* Document segment *
══════

# Sleep and Dreams > General Dream Discussion >  >  Physical sensation in dreams and waking life

## Citrusponge

Hello all,

I'm interested reading people's experiences regarding having intense and varied physical sensations in dreams (lucid or not), and having them in recent real life, and the correlation between their frequency.

Here's my story: when I was a child, I spent a reasonable amount of time each week being physically active. Playing tag in the playground, running and climbing around the park, swinging on the swing, and so on. Not all day, every day, just around an hour a day, on average. My dreams frequently included a high degree of intense physical sensation, kinaesthetic vividness, all that good stuff, and a general feeling of liveliness.

Now I'm a 22 year old lazy slob who sits in front of his computer all day, when I can. My current office job requires little physical exertion. The most strenuous physical activity I've done all week is hanging up my laundry. And you've already guessed it: my current dreams are paltry, low-definition experiences. Hardly any texture or feeling of movement. They are still often bizarre and fantastical (I play a lot of videogames and read sci fi), sometimes even lucid, occasionally interesting enough for me to bother writing down, just with a overhanging feeling of tiredness, deadness.

So!

Maybe I am an extreme case. And my poll options deliberately leave no 'middle ground' answer. How about you? I'd be particularly interested in those who experienced things the other way round, or made a lifestyle change later in their adult life. And of course, those whose experiences completely run counter to my own. Voting without writing a detailed reply is fine too.

For the purposes of the poll, riding roller coasters and other high-acceleration vehicles counts as being 'physically active'.

----------


## Chelsea

I live a sedentary lifestyle and my dreams are rich in physical sensation.

----------


## Lucid-Balloon

I also live a sedentary life, but i do go outside and exercise from time to time.

But does it effect my dreams, i am not sure.

----------


## Beeyahoi

SEDENTARY-----------------------RICH PHYSICAL SENSATION

----------

══════

(Collection items)
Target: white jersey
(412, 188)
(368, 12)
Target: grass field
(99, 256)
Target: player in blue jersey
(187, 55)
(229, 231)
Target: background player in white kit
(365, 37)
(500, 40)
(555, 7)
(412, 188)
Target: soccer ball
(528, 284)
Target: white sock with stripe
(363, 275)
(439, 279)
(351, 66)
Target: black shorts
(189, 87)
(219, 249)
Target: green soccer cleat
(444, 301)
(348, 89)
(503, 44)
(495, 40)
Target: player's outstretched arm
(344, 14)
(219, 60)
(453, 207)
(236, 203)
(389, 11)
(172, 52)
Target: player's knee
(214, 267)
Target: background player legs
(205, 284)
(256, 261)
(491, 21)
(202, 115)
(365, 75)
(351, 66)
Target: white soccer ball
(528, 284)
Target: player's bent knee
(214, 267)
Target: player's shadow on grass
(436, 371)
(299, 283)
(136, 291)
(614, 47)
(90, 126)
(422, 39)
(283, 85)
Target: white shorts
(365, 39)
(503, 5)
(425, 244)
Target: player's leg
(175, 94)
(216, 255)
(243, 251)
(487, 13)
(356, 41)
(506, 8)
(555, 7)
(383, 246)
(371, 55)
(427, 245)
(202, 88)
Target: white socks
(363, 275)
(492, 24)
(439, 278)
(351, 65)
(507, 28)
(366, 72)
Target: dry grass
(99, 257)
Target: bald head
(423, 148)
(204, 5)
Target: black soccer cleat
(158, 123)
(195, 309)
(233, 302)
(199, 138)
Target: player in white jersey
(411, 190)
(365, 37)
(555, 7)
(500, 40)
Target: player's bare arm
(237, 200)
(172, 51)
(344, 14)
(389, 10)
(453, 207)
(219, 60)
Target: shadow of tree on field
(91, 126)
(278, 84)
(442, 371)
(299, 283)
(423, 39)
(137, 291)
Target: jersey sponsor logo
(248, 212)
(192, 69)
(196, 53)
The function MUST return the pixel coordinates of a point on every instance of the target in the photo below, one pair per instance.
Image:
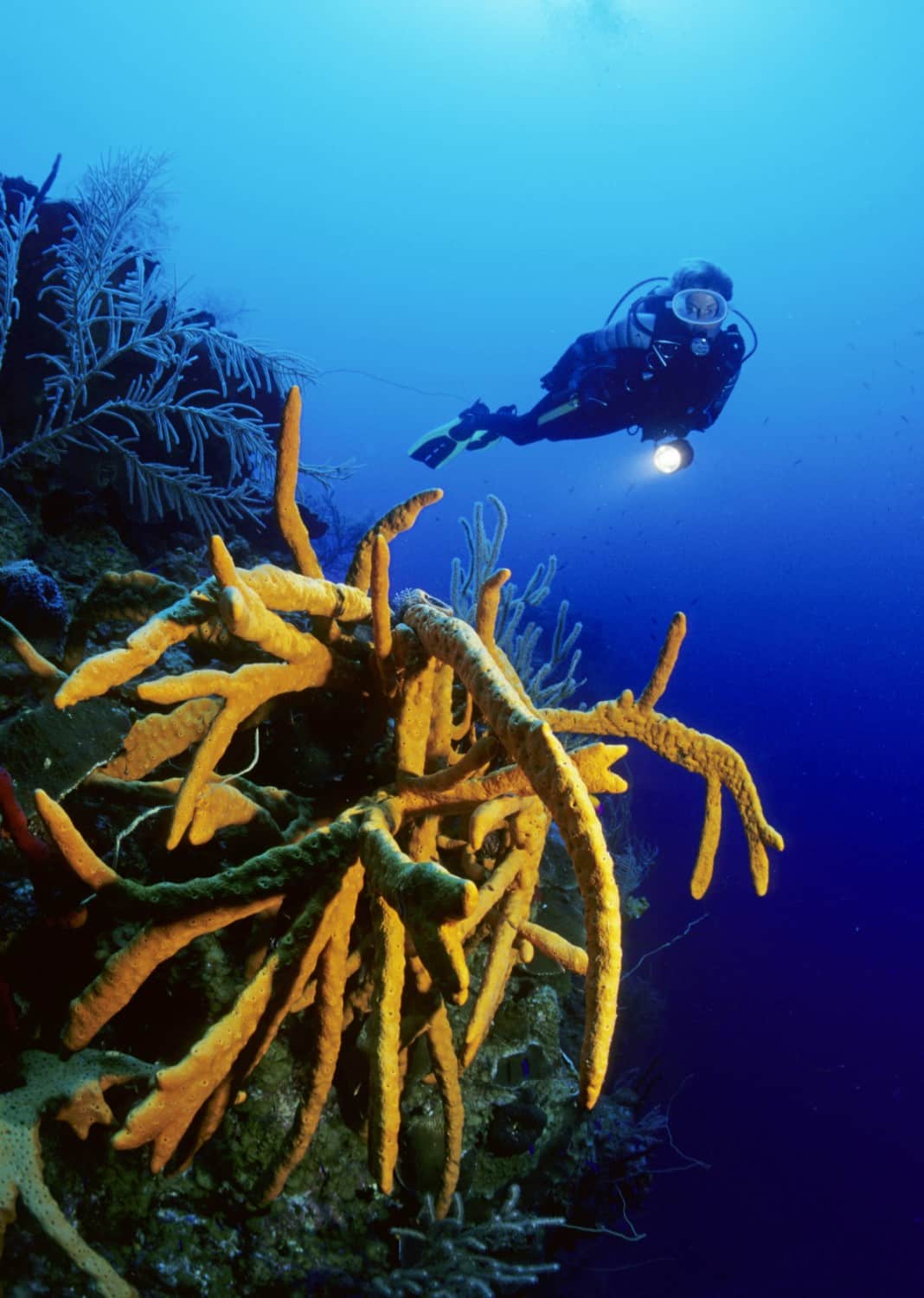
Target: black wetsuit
(664, 389)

══════

* Written problem 1 *
Quote the dream forum thread word for word, starting at "I live a sedentary" and ending at "time to time.".
* Written problem 2 *
In the dream forum thread, what does Citrusponge say counts as being physically active for the poll?
Rely only on the dream forum thread, not on the items.

* Written response 1 *
I live a sedentary lifestyle and my dreams are rich in physical sensation.

----------


## Lucid-Balloon

I also live a sedentary life, but i do go outside and exercise from time to time.

* Written response 2 *
Riding roller coasters and other high-acceleration vehicles.